**Exercise**
How many lines in the rows below contain the string "turban"? Case counts, so count only exact matches and reply with the number alone.

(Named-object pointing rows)

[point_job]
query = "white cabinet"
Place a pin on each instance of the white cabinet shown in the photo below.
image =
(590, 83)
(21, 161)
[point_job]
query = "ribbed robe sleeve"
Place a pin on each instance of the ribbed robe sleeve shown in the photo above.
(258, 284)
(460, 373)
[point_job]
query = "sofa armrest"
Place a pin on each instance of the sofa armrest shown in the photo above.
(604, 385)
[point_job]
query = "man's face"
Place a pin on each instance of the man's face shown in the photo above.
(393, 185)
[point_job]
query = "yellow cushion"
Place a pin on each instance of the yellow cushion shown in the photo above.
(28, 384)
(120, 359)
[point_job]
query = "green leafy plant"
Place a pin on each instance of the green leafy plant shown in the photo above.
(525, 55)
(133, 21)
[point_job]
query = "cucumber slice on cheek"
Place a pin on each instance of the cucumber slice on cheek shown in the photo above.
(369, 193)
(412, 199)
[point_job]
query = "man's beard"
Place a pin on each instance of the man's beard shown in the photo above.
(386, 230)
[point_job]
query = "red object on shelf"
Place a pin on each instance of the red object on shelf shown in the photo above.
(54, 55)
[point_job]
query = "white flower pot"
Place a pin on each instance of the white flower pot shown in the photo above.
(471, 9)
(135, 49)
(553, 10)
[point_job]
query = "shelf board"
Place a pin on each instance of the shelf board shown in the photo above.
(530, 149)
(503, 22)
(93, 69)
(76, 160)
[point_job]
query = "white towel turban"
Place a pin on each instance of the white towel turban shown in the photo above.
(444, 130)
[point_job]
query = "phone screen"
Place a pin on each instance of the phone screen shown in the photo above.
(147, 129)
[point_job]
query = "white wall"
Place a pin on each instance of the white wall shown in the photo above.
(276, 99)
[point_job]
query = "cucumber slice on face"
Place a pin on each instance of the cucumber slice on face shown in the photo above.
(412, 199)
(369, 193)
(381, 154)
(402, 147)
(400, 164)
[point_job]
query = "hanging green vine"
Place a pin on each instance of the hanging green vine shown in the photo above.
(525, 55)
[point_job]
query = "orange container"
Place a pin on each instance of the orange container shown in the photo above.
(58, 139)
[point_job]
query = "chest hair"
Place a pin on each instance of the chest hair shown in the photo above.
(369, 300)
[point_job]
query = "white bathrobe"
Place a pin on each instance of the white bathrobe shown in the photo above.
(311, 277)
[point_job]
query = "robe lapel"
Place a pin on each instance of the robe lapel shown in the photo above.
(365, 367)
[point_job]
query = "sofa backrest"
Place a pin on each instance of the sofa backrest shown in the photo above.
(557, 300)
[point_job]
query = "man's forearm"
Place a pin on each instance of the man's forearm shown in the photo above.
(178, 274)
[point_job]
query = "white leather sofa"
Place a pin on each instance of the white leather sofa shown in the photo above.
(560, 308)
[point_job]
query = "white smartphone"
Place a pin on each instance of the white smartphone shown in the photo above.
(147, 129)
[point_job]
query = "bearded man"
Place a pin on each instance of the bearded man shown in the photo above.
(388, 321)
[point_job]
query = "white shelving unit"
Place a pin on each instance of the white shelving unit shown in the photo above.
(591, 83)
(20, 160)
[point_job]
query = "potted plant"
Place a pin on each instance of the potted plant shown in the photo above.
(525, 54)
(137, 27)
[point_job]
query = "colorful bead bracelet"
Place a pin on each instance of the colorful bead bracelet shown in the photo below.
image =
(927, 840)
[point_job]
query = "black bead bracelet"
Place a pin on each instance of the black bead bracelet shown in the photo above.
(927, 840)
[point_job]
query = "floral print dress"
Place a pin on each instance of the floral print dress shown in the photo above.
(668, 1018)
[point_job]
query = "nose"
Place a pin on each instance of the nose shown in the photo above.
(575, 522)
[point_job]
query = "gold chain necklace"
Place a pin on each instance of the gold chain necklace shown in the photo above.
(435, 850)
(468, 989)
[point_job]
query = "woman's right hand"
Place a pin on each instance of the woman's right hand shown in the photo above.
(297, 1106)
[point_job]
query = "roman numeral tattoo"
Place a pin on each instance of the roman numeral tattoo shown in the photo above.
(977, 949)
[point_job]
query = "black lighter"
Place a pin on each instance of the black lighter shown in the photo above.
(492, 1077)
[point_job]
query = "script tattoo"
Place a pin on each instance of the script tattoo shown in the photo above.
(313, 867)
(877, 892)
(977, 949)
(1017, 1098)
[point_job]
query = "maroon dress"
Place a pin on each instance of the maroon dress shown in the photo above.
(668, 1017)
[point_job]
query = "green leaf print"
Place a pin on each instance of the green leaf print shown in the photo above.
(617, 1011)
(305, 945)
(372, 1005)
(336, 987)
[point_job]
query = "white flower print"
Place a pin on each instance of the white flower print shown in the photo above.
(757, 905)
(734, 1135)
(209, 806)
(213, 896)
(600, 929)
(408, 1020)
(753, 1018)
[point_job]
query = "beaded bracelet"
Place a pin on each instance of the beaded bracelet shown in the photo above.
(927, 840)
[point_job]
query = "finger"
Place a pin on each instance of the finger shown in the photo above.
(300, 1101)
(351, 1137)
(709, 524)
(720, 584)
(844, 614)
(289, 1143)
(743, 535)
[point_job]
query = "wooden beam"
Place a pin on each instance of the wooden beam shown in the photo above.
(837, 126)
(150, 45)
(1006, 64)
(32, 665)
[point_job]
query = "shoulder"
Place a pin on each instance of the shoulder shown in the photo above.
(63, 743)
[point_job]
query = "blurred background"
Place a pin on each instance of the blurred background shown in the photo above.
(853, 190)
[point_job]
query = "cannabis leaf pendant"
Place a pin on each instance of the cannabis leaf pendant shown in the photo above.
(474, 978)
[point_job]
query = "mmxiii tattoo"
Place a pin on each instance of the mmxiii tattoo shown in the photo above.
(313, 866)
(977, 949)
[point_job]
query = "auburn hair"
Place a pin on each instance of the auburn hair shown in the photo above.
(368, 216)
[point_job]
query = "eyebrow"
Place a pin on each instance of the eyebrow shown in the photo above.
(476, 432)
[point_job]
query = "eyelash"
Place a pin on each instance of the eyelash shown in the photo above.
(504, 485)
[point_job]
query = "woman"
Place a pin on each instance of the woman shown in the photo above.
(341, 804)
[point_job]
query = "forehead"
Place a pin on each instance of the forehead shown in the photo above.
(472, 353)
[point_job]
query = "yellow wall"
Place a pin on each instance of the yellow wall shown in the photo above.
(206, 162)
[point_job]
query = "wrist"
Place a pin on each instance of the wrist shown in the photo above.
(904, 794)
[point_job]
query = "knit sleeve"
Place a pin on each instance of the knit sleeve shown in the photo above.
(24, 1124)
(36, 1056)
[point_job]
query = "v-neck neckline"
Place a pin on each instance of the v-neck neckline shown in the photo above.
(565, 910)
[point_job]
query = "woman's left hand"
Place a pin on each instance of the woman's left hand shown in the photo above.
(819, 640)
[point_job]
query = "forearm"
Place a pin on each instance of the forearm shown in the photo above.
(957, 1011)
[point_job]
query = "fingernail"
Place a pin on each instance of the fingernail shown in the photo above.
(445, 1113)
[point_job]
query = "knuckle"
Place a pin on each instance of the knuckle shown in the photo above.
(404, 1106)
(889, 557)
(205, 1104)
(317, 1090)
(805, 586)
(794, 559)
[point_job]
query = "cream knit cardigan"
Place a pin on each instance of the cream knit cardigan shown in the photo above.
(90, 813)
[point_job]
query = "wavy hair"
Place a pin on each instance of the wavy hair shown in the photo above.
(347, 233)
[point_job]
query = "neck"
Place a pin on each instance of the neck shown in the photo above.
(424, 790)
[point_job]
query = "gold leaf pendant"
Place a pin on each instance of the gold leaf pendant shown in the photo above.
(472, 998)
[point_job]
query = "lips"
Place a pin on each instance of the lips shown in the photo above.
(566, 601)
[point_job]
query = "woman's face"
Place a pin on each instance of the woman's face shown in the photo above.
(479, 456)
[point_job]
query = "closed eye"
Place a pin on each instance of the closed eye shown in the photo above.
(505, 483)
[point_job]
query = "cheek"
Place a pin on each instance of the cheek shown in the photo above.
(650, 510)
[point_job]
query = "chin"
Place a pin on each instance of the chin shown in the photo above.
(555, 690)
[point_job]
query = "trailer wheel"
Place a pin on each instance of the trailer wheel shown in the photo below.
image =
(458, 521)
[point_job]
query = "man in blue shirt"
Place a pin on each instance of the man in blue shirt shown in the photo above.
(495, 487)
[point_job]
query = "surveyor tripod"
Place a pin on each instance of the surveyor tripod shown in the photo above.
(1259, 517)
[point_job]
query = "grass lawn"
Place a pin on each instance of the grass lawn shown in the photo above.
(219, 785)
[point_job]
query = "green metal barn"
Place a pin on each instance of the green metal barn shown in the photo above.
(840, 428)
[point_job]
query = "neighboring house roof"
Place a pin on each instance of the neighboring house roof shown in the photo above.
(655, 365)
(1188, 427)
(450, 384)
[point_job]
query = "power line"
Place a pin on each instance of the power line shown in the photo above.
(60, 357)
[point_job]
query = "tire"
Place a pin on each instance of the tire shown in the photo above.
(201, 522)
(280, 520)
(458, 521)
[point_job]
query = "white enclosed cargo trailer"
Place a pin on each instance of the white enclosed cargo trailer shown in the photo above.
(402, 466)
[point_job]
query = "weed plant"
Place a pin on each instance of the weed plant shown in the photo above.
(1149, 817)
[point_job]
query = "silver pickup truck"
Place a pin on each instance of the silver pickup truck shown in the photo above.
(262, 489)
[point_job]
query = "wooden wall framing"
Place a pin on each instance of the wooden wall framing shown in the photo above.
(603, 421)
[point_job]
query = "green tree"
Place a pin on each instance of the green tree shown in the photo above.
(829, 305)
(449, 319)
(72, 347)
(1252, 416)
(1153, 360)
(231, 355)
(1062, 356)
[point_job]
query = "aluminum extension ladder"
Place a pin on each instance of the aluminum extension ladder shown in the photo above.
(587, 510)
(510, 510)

**Answer to the exercise**
2